## Region annotation entries
## Start

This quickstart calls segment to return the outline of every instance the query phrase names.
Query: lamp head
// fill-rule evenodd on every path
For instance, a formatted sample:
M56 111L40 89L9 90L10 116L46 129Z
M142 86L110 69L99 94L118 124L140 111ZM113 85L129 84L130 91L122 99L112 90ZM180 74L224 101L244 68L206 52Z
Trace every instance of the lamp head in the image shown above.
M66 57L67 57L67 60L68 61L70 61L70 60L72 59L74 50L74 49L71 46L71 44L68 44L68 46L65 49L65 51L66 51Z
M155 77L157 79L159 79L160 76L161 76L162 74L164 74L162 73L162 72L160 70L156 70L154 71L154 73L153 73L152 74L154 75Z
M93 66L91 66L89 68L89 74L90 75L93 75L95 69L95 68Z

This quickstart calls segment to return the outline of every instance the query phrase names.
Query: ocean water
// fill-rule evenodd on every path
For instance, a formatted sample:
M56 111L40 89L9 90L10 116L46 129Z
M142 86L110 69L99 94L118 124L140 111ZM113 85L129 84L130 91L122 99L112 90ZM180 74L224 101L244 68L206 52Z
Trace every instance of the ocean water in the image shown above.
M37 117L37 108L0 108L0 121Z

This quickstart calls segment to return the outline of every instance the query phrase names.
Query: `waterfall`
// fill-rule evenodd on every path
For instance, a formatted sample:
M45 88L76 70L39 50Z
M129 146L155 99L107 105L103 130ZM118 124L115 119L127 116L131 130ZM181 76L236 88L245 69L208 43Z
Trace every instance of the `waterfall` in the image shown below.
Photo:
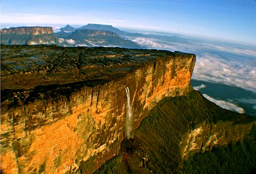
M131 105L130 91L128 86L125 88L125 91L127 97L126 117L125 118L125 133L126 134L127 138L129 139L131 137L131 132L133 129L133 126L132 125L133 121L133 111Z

## End
## Start

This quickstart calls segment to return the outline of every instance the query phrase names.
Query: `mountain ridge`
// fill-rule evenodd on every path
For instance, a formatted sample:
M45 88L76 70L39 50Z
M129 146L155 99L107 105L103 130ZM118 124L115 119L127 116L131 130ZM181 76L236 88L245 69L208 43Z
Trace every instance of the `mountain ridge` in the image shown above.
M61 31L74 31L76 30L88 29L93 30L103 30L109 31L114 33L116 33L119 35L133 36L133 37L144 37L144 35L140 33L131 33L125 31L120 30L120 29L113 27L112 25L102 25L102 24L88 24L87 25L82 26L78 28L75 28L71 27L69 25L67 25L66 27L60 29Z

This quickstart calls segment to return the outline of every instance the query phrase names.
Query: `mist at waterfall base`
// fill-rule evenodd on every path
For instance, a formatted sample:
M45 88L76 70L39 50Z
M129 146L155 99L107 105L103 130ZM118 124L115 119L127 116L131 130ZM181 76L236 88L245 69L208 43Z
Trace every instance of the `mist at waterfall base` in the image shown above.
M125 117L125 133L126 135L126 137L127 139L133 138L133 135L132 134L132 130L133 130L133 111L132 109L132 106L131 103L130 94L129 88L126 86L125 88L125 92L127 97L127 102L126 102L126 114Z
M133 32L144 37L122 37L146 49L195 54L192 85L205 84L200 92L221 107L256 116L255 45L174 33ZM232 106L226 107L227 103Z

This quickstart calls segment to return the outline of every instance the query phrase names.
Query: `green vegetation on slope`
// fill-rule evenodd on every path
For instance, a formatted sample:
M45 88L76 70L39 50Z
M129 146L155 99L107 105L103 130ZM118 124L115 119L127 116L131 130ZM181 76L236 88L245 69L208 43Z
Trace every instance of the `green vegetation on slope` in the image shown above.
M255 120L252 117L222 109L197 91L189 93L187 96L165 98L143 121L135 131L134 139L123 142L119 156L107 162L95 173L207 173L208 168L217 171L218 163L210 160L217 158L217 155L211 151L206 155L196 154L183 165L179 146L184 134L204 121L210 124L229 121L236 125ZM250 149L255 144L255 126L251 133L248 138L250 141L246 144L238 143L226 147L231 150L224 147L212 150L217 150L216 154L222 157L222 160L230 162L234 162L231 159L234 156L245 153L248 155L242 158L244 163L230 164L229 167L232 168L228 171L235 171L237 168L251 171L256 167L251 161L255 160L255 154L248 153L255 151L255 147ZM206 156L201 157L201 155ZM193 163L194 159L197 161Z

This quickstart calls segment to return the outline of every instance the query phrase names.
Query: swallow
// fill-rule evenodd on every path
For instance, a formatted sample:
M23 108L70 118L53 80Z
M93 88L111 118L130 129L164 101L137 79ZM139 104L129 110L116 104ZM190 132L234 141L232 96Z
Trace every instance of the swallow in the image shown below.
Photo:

## End
## Start

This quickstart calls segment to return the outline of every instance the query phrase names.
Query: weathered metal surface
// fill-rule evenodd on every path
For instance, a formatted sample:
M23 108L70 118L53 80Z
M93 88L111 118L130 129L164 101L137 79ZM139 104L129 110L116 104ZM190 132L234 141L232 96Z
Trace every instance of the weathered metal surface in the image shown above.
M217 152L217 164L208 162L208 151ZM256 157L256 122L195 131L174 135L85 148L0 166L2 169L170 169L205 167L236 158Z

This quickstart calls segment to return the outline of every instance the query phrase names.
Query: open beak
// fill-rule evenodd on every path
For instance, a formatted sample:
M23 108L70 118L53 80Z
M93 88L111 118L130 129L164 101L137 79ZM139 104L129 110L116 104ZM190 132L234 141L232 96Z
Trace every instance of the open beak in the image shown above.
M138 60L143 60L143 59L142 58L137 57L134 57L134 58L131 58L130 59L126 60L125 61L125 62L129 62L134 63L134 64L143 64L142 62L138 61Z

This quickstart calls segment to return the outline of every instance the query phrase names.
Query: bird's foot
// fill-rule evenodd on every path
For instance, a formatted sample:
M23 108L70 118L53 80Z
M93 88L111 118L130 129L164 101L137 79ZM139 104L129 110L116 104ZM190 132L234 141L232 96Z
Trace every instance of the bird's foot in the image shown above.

## End

## AIM OF THE TASK
Return every line of the records above that contains the string "weathered". Treat case as significant.

## CORRECT RESULT
Query: weathered metal surface
Trace every instance of the weathered metal surface in the image shown above.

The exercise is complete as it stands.